Exercise -
Output each line of the material exactly as it stands.

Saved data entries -

----

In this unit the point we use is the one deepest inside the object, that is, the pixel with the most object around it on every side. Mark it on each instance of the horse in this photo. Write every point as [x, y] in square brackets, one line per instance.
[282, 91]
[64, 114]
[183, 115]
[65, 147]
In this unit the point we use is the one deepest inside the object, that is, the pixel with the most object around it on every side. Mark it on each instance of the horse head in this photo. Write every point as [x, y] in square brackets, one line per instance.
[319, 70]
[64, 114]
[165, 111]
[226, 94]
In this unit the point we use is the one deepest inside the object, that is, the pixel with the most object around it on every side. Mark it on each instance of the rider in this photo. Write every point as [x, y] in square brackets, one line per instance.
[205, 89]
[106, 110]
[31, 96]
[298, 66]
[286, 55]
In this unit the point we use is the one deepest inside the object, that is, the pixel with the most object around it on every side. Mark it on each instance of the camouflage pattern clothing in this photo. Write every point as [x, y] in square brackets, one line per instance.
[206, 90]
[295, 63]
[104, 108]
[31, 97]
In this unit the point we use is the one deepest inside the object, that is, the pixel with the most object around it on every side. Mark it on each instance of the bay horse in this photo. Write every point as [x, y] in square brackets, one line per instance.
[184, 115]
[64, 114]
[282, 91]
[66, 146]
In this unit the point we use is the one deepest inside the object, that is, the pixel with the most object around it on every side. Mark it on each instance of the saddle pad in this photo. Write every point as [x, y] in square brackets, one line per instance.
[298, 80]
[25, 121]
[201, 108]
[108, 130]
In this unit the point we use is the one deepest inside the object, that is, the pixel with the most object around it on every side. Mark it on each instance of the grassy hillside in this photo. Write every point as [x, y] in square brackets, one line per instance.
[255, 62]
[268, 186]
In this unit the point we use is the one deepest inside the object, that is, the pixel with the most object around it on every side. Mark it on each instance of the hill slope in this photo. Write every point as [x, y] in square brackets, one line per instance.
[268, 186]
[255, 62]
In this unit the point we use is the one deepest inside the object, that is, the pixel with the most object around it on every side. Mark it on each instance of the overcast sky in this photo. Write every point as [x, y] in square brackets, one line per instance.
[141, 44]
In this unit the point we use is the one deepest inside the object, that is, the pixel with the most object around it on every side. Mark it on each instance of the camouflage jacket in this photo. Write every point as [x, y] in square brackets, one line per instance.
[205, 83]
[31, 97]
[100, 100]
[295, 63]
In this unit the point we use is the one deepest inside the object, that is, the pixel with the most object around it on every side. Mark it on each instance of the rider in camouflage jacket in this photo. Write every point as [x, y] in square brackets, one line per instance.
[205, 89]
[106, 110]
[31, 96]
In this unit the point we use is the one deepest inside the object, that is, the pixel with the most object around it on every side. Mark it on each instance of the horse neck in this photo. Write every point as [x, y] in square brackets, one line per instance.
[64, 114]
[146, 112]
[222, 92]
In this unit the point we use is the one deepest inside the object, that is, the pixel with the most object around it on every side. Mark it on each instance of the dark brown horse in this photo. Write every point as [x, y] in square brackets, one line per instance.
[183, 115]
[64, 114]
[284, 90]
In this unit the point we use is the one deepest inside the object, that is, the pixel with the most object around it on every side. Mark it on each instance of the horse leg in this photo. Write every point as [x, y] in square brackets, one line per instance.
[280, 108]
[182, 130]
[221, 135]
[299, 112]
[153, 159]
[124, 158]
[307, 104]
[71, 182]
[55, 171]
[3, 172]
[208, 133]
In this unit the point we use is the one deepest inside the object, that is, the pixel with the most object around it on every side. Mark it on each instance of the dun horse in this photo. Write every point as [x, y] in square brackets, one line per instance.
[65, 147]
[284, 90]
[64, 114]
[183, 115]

----

Problem solution -
In this unit the point we use is the one deepest inside the object, that is, the pixel with the most object around it on every side. Mark it on each instance of the horse in this photo. Write every point as [x, y] in square brackets, one line per instance.
[282, 91]
[64, 114]
[183, 115]
[65, 147]
In this unit the point we use is the one deepest inside the object, that is, the pixel with the most object around it on every side. Mark it on each instance of the horse head in this photo. Write every point as [x, y] in square brackets, one line per instance.
[319, 70]
[64, 114]
[165, 111]
[226, 94]
In this unit the point we use is the one deepest inside the object, that is, the pixel with the most object around it on every side. Mark it on each instance of the rider in this photo. Write every point as [x, y] in square brackets, one line per instance.
[205, 89]
[106, 110]
[31, 96]
[298, 66]
[286, 55]
In this unit the point we use is the one deepest inside the object, that is, the pixel with the most object around it on every side. Mark it on each instance of the camouflage pattern clothing in this photo. Write every point as [x, y] in square brackets, one line per instance.
[206, 90]
[295, 63]
[104, 108]
[31, 97]
In this unit the point we use is the one deepest inside the object, that is, the pixel with the most object around it on every side. Mark it on each instance of the bay horse in this photo. Write every point as [x, y] in square brackets, one line per instance.
[184, 115]
[64, 114]
[282, 91]
[66, 146]
In this unit the point we use is the one deepest inside the object, that is, the pixel with the most object around it on every side. Mark it on each instance of the saddle pad in this photo. Write every point as [x, y] in square brackets, one line per instance.
[298, 80]
[25, 121]
[201, 108]
[108, 130]
In this unit the point we use is the one deepest inside the object, that is, the pixel with the most object around it on every side. Mark it on each instance of the grassy hillside in this photo. Write every point as [x, y] in square brackets, one line per instance.
[255, 62]
[268, 186]
In this unit the point we use is the one deepest inside the object, that is, the pixel with the most object around it on every side. Mark it on each instance of the hill slope in this photo. Write every point as [x, y] in square brackets, one line per instance.
[268, 186]
[255, 62]
In this unit the point we use is the one deepest inside the object, that is, the pixel with the most object around it on every side. Mark it on each instance of the overcast sky in this photo. Write every point as [x, y] in square brackets, one line per instance.
[141, 44]
In this unit the point we use is the one deepest inside the object, that is, the pixel with the most object around it on every side. Mark it on each instance of the camouflage jacket in this photo. Write every point as [x, y] in square brackets, one line per instance.
[205, 83]
[31, 97]
[100, 100]
[295, 63]
In this unit the point we use is the one deepest inside the object, that is, the pixel with the most object around it on every side. Mark it on each instance of the rider in camouflage jacket in this photo. Write every point as [x, y] in square brackets, one line per instance.
[205, 89]
[106, 110]
[31, 96]
In this unit the point we use is the one deepest inside the object, that is, the pixel with the most object around it on every side. Mark it on each instance of the horse neck in this photo. Write every point as [x, y] in square brackets, one line per instance.
[64, 114]
[146, 112]
[222, 92]
In this unit the point we use is the one deepest inside the object, that is, the pixel with the most object around it on every side. Mark it on each instance of the dark brown horse in this photo. Write every point as [x, y] in square brackets, one line per instance.
[183, 115]
[64, 114]
[284, 90]
In this unit the point we use is the one deepest inside the object, that is, the pixel with the most object around it on every side. Mark it on each instance of the horse leg in this photo. Write every point as [x, y] in square brackets, one line per instance.
[280, 108]
[182, 130]
[221, 135]
[299, 112]
[153, 159]
[124, 158]
[307, 104]
[71, 182]
[55, 171]
[3, 172]
[208, 133]
In this unit the point we use is the one deepest inside the object, that is, the pixel with the most object around it on every side. Mark it on each instance of the dun horse in this photo. Write every point as [x, y] in square brackets, one line per instance.
[65, 147]
[284, 90]
[64, 114]
[183, 115]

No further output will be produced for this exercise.